* [WORK INSTRUCTIONS]:
Your answer should be a single number: the count of lines in the material below that hold "segment".

* [SOURCE MATERIAL]:
******

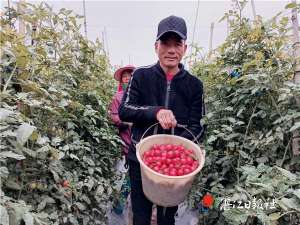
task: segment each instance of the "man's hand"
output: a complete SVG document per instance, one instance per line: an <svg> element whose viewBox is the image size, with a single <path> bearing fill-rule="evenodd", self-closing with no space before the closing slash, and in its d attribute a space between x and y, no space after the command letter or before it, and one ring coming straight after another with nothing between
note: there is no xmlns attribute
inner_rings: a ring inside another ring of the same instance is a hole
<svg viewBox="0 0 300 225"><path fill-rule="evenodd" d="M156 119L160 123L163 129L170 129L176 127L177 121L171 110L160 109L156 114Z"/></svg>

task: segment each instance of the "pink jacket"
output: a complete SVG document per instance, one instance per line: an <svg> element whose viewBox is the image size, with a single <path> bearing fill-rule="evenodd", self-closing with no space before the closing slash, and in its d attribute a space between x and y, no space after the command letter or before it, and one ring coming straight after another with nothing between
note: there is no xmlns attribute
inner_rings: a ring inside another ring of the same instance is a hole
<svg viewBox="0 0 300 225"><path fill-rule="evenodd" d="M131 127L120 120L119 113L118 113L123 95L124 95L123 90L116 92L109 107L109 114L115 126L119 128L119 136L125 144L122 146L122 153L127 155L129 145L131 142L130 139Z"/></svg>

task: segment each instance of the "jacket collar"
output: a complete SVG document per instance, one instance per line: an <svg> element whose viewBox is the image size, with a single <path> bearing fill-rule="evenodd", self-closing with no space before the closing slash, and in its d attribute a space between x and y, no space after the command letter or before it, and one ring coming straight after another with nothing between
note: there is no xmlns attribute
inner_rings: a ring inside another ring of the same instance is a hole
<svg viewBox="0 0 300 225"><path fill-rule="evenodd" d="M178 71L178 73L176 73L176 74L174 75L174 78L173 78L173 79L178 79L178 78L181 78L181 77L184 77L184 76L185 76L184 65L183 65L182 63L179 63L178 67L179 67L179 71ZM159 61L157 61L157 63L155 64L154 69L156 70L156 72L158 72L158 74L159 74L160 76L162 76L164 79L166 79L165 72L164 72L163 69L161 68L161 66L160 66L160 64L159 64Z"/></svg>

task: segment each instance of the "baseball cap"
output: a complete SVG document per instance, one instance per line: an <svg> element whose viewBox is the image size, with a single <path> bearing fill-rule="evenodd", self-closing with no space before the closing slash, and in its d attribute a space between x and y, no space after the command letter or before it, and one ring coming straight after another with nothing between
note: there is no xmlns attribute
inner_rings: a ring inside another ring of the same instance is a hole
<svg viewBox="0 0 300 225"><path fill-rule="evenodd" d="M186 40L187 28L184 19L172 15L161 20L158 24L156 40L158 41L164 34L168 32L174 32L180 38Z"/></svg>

******

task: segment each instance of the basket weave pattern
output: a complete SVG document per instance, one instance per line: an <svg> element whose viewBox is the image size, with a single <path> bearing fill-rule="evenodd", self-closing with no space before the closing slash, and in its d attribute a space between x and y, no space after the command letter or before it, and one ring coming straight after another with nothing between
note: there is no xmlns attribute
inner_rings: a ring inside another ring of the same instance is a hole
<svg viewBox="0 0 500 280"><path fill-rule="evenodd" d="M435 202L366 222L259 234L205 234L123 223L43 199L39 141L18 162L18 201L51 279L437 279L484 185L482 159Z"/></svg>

******

* [TASK RESPONSE]:
5